>>>>

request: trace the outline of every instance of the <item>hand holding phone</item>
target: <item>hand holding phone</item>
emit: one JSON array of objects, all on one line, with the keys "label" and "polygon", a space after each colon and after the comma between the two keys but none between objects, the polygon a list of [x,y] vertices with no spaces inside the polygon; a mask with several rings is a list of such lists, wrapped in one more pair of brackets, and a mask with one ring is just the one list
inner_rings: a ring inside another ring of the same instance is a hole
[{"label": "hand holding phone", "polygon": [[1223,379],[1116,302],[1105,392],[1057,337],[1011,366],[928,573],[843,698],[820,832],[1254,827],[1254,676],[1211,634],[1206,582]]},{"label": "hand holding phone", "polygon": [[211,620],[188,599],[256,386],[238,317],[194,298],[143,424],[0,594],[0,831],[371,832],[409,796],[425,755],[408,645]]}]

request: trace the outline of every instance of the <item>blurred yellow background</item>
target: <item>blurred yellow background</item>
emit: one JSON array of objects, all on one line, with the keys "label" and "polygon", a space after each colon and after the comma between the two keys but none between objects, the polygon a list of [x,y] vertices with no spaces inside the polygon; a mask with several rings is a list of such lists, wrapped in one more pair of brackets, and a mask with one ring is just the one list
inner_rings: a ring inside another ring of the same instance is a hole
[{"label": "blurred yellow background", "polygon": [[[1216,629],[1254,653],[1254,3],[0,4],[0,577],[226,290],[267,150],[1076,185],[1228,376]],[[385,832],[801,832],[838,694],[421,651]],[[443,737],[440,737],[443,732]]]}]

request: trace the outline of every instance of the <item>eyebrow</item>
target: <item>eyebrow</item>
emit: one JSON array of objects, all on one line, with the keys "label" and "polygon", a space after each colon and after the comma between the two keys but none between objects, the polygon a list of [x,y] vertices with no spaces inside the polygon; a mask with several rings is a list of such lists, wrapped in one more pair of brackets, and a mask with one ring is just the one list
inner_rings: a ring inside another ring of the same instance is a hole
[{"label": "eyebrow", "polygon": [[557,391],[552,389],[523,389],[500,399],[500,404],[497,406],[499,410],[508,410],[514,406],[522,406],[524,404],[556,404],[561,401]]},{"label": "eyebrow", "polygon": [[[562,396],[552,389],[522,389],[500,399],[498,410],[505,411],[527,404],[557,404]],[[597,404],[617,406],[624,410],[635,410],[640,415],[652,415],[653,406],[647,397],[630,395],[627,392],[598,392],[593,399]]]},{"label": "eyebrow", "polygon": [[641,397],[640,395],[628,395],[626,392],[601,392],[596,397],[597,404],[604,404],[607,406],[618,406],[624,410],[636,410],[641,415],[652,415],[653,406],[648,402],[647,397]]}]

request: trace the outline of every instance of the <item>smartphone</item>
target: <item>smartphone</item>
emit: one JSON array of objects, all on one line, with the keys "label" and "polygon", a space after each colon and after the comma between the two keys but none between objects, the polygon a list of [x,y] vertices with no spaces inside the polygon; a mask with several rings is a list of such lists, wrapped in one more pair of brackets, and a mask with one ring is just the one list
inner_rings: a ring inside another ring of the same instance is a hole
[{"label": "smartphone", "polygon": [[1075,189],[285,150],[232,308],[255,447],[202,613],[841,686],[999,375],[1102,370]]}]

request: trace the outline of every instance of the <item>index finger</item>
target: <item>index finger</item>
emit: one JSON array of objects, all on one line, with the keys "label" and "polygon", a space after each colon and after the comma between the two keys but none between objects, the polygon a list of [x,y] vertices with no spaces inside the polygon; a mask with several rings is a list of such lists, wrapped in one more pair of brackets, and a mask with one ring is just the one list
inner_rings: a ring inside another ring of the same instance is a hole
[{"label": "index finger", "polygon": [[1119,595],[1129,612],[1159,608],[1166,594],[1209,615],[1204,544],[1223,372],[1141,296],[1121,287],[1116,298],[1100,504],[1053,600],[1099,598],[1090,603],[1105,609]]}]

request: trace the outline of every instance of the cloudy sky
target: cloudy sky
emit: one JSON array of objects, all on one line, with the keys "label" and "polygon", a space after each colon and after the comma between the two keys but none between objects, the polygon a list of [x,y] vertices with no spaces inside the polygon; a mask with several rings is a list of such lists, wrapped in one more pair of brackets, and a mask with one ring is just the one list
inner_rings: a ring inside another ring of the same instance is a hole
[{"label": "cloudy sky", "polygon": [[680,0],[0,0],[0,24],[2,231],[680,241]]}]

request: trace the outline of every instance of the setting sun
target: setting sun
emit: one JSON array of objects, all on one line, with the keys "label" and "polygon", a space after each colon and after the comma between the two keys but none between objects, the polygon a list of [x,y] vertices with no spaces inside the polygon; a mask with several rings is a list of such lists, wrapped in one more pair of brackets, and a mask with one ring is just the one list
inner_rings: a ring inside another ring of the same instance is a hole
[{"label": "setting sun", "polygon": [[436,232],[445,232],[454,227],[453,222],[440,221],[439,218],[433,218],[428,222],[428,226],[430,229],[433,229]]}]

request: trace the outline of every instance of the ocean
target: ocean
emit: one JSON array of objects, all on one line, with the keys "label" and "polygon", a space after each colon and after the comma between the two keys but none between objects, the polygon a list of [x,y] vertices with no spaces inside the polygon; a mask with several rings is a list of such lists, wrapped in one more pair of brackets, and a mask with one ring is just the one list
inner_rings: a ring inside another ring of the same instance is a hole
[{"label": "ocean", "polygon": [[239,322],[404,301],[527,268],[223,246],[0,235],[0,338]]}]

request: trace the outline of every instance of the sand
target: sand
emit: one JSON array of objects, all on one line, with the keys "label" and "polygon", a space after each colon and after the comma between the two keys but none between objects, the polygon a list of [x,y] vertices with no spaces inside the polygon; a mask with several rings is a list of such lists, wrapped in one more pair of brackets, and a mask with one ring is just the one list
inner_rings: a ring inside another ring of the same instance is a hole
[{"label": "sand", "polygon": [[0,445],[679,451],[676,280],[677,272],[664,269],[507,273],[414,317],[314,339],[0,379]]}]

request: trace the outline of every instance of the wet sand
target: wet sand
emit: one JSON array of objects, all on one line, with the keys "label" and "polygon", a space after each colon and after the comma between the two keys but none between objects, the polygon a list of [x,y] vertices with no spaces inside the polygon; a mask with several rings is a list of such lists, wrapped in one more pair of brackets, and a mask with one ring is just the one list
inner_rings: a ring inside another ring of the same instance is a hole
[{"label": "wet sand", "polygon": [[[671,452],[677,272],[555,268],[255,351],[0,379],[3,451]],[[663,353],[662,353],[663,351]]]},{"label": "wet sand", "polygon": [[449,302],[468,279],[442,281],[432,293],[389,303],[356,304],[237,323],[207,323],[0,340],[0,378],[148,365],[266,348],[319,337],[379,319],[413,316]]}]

<<<<

• INSTRUCTION
Rewrite every one of the entries above, replacing "outline" with "contour" and changing nothing else.

• CORRECT RESPONSE
request: trace the contour of every instance of the <item>hand holding phone</item>
target: <item>hand holding phone</item>
emit: one JSON array of objects, all on one line, with the keys "label" and "polygon", a space after each colon and after the comma between the two keys but none between objects, the polygon a list of [x,y] vertices with no spaces inside the polygon; a mask with several rings is a list of such lists, wrapped in one more pair of brackets, and a mask with one ring is just the one list
inner_rings: a ring inside another ring of the same instance is a hole
[{"label": "hand holding phone", "polygon": [[1223,379],[1116,302],[1105,392],[1057,337],[1011,366],[928,573],[843,698],[820,832],[1254,827],[1254,676],[1211,634],[1206,582]]},{"label": "hand holding phone", "polygon": [[211,620],[188,599],[256,386],[238,317],[194,298],[143,424],[0,594],[0,831],[371,832],[409,796],[425,755],[408,645]]}]

request: trace the contour of every instance of the <item>blurred yellow background</item>
target: <item>blurred yellow background</item>
emit: one JSON array of objects, all on one line, with the keys "label" and "polygon", a space after each colon and after the comma between the two keys but none between objects, the polygon a list of [x,y] vertices with no spaces inside the polygon; a mask with several rings is a list of such lists, wrapped in one more pair of brackets, and a mask with one ring is just the one list
inner_rings: a ring inside another ring of the same instance is a hole
[{"label": "blurred yellow background", "polygon": [[[1216,629],[1254,653],[1254,3],[0,4],[0,577],[226,290],[267,150],[1076,185],[1228,376]],[[385,832],[801,832],[838,694],[421,651]],[[443,737],[440,737],[443,732]]]}]

request: trace the contour of every instance of the <item>eyebrow</item>
target: <item>eyebrow</item>
emit: one JSON array of objects, all on one line, with the keys "label" and "polygon", a space after each colon and after the comma between the two keys but none between objects, the polygon a list of [x,y] vertices with no spaces inside the polygon; a mask with several rings is a list of such lists, wrapped in one more pair of brackets, and a mask with one ring is just the one list
inner_rings: a ring inside another ring of the same instance is a hole
[{"label": "eyebrow", "polygon": [[557,391],[552,389],[523,389],[500,399],[500,404],[497,406],[499,410],[508,410],[514,406],[522,406],[524,404],[556,404],[561,401]]},{"label": "eyebrow", "polygon": [[[562,396],[552,389],[522,389],[500,399],[498,410],[505,411],[527,404],[557,404]],[[597,404],[617,406],[624,410],[635,410],[640,415],[652,415],[653,406],[647,397],[630,395],[627,392],[598,392],[593,399]]]},{"label": "eyebrow", "polygon": [[641,397],[640,395],[628,395],[626,392],[601,392],[596,397],[597,404],[604,404],[607,406],[618,406],[624,410],[636,410],[641,415],[652,415],[653,406],[648,402],[647,397]]}]

request: trace the contour of every instance of the <item>smartphone</item>
target: <item>smartphone</item>
emit: one JSON array of objects, all on one line, with the keys "label" and "polygon", a space after each colon and after the comma between the two keys but none between objects, the polygon a list of [x,y] vertices with no spaces inside the polygon; a mask with several rings is a list of such lists, wrapped in one more pair of brackets, and a mask with one ring is just the one list
inner_rings: a ring inside another ring of the same instance is a hole
[{"label": "smartphone", "polygon": [[1075,189],[285,150],[232,308],[255,447],[202,613],[841,686],[999,375],[1102,370]]}]

request: trace the contour of every instance of the <item>index finger</item>
target: <item>index finger</item>
emit: one JSON array of objects, all on one line, with the keys "label" and "polygon", a space after each colon and after the comma between the two keys but none between objects, the polygon a list of [x,y] vertices with no spaces inside the polygon; a mask with several rings is a list of such lists, wrapped in one more pair of brackets, and a mask with one ring is just the one list
inner_rings: a ring inside another ring of the same instance is a hole
[{"label": "index finger", "polygon": [[1119,595],[1129,612],[1159,608],[1166,594],[1209,615],[1204,544],[1223,372],[1141,296],[1121,287],[1116,298],[1100,504],[1053,600],[1099,598],[1090,603],[1105,609]]}]

request: trace the contour of every instance of the cloudy sky
target: cloudy sky
emit: one JSON array of objects, all on one line, with the keys "label" and "polygon", a space after each colon and after the comma between the two keys but none between objects, the polygon a list of [x,y] vertices with no spaces inside the polygon; a mask with several rings is a list of such lists, wrapped in one more pair of brackets, and a mask with one ring is just the one list
inner_rings: a ring inside another ring of the same instance is a hole
[{"label": "cloudy sky", "polygon": [[680,0],[0,0],[0,24],[2,231],[680,241]]}]

request: trace the contour of every instance of the setting sun
target: setting sun
emit: one JSON array of objects, all on one line, with the keys "label" and "polygon", a space after each colon and after the comma between the two keys but none between objects, the polygon a list of [x,y] vertices with no spaces inside the polygon; a mask with several rings is a list of such lists, wrapped in one more pair of brackets, and a mask with one ring is just the one list
inner_rings: a ring inside another ring of the same instance is a hole
[{"label": "setting sun", "polygon": [[436,232],[445,232],[454,227],[453,222],[440,221],[439,218],[433,218],[428,222],[428,226],[430,229],[433,229]]}]

request: trace the contour of every instance of the ocean
target: ocean
emit: one JSON array of objects, all on one line, with the keys "label" and "polygon", a space after each colon and after the comma between the two keys but none between objects, the polygon a list of [x,y] vertices with no spaces inside the polygon; a mask with several rings is a list of such lists, wrapped in one more pair of brackets, and a mask with one ring is just the one list
inner_rings: a ring inside another ring of the same instance is a hole
[{"label": "ocean", "polygon": [[239,322],[404,301],[527,268],[223,246],[0,235],[0,338]]}]

request: trace the contour of every instance of the sand
target: sand
emit: one JSON array of objects, all on one line, with the keys "label" and "polygon", a space after each colon and after the comma between the two keys but none between objects, the polygon a list of [x,y] vertices with no spaces inside the polygon; a mask with several rings is a list of such lists, wrapped in one more pair of brackets, and a mask with one ring is just the one list
inner_rings: a ring inside another ring of the same instance is a hole
[{"label": "sand", "polygon": [[0,445],[679,451],[676,280],[677,272],[664,269],[507,273],[414,317],[314,339],[0,379]]}]

request: trace the contour of every instance of the wet sand
target: wet sand
emit: one JSON array of objects, all on one line, with the keys "label" and "polygon", a space after each colon and after the comma between the two keys but none between objects, the polygon a list of [x,y] vertices with no spaces inside the polygon; a mask with several rings is a list of such lists, wrapped in one more pair of brackets, and a mask with one ring is just the one list
inner_rings: a ring inside another ring of the same instance is a hole
[{"label": "wet sand", "polygon": [[[671,452],[677,272],[555,268],[255,351],[0,379],[3,451]],[[663,353],[662,353],[663,351]]]},{"label": "wet sand", "polygon": [[449,302],[468,279],[442,281],[432,293],[389,303],[356,304],[237,323],[207,323],[0,340],[0,378],[148,365],[266,348],[319,337],[379,319],[413,316]]}]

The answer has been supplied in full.